UIT TE VOEREN TAAK:
Beantwoord alstublieft de volgende vragen over de planregels hieronder, elk op een eigen regel:
1. Hoe wordt de hoogte van een windturbine gemeten?
2. Hoe omschrijft de tekst een woning?
3. Welke twee ondergeschikte bouwonderdelen worden bij de bouwhoogte met name genoemd?

Onder een seksinrichting worden in elk geval verstaan: een seksbioscoop, seksautomatenhal, sekstheater, een parenclub of een prostitutiebedrijf waaronder tevens begrepen een erotischemassagesalon, al dan niet in combinatie met elkaar.
1.35 woning
Een (gedeelte van een) gebouw, geschikt en bestemd voor de zelfstandige huisvesting van één huishouden.
Artikel 2 Wijze Van Meten
Bij toepassing van deze regels wordt als volgt gemeten:
2.1 de bouwhoogte van een bouwwerk:
Vanaf het peil tot aan het hoogste punt van een gebouw of van een overig bouwwerk met uitzondering van ondergeschikte bouwonderdelen, zoals schoorstenen, antennes, en naar de aard daarmee gelijk te stellen bouwonderdelen.
2.2 de dakhelling:
Langs het dakvlak ten opzichte van het horizontale vlak.
2.3 de goothoogte van een bouwwerk:
Vanaf het peil tot aan de bovenkant van de goot, c.q. de druiplijn, het boeibord, of een daarmee gelijk te stellen constructiedeel.
2.4 de hoogte van een windturbine:
Vanaf het peil tot aan de as van de windturbine.
2.5 de inhoud van een bouwwerk:
Tussen de onderzijde van de begane grondvloer, de buitenzijde van de gevels (en/of het hart van de scheidingsmuren) en de buitenzijde van daken en dakkapellen.
2.6 de oppervlakte van een bouwwerk:
Tussen de buitenwerkse gevelvlakken en/of hart van de scheidingsmuren, neerwaarts geprojecteerd op het gemiddelde niveau van het afgewerkte bouwterrein ter plaatse van het bouwwerk.
2.7 de afstand tot de zijdelingse perceelsgrens
Tussen de zijdelingse grenzen van een perceel en enig punt van het betreffende bouwwerk, waar de afstand het kortste is.
Hoofdstuk 2 Bestemmingsregels
Artikel 3 Groen
3.1 Bestemmingsomschrijving
De voor `Groen´ aangewezen gronden zijn bestemd voor:
- a. groenvoorzieningen;
- b. watergangen ten behoeve van het ontvangen, bergen en/of afvoeren van water en waterpartijen;
- c. onderhoudspaden;
- d. ondergrondse en/of bovengrondse waterhuishoudkundige- en infiltratievoorzieningen;
- e. doeleinden van openbaar nut;
een en ander met de bijbehorende voorzieningen.

Items uit de dataset:
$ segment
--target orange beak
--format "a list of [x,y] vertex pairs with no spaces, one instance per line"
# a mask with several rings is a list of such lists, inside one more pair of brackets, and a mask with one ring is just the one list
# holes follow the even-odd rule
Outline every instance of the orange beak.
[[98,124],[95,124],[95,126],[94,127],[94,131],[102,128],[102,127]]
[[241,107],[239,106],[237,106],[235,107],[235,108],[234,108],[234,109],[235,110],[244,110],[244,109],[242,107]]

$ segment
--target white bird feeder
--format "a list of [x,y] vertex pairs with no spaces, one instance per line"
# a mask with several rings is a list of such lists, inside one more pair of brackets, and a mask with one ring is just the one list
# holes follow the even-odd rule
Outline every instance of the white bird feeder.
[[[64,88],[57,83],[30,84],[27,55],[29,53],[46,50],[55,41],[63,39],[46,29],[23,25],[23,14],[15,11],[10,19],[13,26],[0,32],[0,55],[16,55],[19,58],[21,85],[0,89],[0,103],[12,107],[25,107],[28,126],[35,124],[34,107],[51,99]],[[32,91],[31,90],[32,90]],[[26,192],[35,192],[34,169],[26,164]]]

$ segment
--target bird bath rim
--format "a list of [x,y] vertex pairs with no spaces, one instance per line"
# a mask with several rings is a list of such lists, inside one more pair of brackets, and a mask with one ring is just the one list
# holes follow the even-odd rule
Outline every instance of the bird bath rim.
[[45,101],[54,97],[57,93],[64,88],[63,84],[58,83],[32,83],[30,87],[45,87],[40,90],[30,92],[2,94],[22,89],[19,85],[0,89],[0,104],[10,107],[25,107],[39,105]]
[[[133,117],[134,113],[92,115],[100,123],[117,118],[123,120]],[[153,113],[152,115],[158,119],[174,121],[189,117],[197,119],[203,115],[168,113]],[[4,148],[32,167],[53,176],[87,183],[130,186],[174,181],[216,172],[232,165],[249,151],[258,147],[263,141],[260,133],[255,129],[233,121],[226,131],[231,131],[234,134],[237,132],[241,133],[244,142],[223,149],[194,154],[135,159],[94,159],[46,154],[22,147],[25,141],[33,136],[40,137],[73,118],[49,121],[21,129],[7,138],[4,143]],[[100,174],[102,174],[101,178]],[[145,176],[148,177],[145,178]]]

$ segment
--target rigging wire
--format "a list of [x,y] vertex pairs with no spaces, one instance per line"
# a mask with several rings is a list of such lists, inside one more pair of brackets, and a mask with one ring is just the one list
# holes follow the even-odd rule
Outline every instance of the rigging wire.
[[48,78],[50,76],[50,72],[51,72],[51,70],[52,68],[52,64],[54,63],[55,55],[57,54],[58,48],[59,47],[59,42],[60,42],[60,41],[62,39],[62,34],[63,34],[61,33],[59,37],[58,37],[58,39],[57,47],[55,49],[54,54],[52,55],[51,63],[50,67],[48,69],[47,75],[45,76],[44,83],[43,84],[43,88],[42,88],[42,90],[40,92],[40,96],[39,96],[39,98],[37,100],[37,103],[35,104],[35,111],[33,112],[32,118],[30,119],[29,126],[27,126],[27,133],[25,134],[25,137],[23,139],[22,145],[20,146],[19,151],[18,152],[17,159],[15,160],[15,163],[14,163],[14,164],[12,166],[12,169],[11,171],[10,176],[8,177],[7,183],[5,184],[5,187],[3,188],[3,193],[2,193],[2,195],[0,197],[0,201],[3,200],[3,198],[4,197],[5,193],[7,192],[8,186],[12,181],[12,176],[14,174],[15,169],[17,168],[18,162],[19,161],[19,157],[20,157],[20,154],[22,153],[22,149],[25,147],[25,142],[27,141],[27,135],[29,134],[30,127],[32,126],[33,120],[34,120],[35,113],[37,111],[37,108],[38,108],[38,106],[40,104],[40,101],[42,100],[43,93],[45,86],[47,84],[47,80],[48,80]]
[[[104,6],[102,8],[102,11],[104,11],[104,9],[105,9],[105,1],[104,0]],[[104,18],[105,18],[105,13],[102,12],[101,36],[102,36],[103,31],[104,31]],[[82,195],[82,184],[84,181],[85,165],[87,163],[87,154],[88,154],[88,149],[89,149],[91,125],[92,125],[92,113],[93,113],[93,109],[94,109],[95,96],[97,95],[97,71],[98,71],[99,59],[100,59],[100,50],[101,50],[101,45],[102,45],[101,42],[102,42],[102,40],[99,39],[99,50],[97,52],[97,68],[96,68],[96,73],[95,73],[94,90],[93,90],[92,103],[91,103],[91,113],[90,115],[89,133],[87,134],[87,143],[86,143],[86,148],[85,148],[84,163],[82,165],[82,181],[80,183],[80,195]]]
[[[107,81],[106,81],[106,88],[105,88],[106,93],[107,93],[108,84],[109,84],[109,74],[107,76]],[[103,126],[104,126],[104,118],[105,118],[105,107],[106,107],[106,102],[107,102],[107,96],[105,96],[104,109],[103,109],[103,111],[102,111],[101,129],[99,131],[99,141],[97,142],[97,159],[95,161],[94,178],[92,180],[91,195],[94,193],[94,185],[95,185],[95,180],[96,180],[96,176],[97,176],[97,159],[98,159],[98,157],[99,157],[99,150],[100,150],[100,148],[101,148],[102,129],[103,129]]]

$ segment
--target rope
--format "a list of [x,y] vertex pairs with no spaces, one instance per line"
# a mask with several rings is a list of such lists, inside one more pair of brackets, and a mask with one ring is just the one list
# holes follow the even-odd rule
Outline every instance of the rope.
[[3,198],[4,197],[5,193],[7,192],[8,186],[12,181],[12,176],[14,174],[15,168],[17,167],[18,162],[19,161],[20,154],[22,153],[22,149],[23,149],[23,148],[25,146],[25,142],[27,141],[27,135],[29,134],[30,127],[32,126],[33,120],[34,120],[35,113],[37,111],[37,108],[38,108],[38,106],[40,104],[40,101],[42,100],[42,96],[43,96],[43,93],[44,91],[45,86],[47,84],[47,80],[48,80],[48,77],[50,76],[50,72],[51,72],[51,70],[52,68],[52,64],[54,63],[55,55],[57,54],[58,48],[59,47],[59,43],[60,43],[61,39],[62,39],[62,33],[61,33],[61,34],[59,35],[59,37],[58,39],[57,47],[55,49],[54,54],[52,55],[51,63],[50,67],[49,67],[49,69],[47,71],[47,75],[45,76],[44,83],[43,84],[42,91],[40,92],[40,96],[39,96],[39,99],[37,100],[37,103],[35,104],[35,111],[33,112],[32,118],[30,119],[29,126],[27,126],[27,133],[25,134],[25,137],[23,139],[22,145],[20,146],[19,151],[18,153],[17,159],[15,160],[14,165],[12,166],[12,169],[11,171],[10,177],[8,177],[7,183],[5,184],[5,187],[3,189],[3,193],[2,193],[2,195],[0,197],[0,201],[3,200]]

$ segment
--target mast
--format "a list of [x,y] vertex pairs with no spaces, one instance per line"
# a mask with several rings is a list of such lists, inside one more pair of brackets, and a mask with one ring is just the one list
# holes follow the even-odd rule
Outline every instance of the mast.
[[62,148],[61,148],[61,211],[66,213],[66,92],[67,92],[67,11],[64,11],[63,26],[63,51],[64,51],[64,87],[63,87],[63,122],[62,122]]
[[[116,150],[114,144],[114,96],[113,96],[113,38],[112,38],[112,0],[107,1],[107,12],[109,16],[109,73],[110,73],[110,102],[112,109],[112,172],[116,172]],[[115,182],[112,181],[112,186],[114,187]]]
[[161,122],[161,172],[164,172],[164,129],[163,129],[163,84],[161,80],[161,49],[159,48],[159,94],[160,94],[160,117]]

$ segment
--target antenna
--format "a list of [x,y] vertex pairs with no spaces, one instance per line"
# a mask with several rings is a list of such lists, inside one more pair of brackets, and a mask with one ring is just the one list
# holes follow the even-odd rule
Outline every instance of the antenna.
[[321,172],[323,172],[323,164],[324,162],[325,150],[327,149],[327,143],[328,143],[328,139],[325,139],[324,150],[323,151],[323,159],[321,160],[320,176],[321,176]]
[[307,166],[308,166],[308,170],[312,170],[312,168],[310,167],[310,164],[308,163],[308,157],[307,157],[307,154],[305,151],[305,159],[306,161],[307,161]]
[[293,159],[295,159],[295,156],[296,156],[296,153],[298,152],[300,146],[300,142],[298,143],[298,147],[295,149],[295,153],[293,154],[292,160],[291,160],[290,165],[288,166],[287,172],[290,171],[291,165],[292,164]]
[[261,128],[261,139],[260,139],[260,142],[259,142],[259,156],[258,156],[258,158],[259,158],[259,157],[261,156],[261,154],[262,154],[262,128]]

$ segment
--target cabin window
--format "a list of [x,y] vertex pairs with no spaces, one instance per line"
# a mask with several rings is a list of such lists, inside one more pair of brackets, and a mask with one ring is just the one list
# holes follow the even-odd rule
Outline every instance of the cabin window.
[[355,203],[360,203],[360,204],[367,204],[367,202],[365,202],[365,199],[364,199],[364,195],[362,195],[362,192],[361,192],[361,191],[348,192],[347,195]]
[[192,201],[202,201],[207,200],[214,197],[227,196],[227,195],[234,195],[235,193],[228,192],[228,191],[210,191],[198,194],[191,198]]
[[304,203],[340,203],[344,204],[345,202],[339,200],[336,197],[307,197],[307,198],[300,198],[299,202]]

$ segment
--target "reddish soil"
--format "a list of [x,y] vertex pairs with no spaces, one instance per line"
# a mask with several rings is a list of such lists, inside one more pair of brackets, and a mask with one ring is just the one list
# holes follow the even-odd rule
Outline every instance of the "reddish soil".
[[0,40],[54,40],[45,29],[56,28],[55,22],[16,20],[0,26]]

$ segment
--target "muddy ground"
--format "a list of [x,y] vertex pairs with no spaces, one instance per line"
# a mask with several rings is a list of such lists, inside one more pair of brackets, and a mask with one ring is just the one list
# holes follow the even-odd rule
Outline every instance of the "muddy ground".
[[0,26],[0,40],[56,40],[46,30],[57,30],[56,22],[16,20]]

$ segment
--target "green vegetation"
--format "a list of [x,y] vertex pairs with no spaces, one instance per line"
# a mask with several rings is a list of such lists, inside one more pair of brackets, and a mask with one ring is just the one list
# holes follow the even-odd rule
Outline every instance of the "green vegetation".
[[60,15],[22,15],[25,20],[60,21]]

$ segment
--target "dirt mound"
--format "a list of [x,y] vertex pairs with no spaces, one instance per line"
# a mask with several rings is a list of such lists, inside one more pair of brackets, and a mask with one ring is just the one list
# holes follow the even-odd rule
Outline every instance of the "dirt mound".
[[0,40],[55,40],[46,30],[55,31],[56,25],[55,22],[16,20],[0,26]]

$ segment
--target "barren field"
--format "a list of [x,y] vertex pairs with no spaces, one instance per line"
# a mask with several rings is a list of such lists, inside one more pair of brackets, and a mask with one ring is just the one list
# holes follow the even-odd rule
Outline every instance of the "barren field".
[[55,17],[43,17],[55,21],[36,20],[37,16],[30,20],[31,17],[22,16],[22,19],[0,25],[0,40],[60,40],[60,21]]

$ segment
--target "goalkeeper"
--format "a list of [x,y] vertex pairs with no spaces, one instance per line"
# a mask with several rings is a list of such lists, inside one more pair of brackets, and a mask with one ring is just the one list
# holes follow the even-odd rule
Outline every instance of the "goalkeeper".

RESULTAAT VAN OEFENING:
1. Vanaf het peil tot aan de as van de windturbine.
2. Een (gedeelte van een) gebouw, geschikt en bestemd voor de zelfstandige huisvesting van één huishouden.
3. Schoorstenen en antennes.